### Short task
Copy the stretch from the item containing "out the lamp" through the end of the items, with each item's full wording, and multiply every answer coordinate by 0.2, rounding to whole numbers with halves rounded up.

### Collection entries

>> Start

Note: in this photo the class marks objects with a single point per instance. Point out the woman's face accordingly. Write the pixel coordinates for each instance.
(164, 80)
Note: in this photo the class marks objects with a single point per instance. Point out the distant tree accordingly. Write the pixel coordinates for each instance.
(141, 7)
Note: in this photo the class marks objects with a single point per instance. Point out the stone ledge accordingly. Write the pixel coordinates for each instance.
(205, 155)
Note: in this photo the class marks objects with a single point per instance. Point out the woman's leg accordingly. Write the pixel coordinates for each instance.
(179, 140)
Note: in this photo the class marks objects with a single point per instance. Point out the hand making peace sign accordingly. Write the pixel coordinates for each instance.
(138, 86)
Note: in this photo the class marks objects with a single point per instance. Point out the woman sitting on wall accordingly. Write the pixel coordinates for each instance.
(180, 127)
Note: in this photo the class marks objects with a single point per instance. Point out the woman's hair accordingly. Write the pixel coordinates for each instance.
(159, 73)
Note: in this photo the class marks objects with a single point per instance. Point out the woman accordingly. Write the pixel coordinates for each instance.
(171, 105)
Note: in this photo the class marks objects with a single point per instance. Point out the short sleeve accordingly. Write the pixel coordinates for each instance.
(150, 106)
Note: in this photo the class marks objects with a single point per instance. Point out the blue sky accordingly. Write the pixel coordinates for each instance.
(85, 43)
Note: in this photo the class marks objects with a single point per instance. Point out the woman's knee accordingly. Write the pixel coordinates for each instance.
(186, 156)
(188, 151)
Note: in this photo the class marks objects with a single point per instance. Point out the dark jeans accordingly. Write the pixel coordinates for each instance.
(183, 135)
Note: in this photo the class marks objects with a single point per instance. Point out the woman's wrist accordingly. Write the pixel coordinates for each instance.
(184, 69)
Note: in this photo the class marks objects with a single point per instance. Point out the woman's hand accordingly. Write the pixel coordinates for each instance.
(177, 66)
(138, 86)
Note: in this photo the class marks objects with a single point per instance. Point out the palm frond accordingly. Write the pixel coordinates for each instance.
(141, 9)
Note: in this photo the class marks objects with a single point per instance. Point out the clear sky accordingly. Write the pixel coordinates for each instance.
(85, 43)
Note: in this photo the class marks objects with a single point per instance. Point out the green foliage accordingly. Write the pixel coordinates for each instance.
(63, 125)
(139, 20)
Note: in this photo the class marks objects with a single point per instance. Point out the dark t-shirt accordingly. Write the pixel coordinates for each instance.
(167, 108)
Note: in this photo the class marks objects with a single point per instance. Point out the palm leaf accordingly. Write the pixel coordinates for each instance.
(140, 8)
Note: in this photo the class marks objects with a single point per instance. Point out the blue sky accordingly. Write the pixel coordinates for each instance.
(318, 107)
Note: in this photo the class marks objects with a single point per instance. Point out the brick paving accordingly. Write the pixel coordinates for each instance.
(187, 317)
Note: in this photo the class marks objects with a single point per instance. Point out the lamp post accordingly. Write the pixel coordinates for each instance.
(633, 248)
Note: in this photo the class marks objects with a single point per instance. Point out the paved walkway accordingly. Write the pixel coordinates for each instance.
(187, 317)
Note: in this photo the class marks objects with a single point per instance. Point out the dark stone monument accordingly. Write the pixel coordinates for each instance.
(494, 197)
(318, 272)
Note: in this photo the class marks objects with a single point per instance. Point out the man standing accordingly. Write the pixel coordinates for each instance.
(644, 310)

>> End

### The answer
Note: in this photo the class marks objects with a single point per instance. Point out the lamp post accordingly. Write the pixel coordinates for each instance.
(127, 50)
Note: in this photo the class marks objects with a single point per instance. Point out the paved walkway accordingly. Write the pixel coordinates for each instance.
(37, 63)
Note: in this photo the class marks objects with a single point per instance. Point out the dark stone monument accordingly. Write the pixel coordinates for each instance.
(99, 39)
(64, 54)
Note: in this photo the class marks objects with a single point per instance. Point out the man standing accordingly. Write the pixel coordinates for each instance.
(129, 62)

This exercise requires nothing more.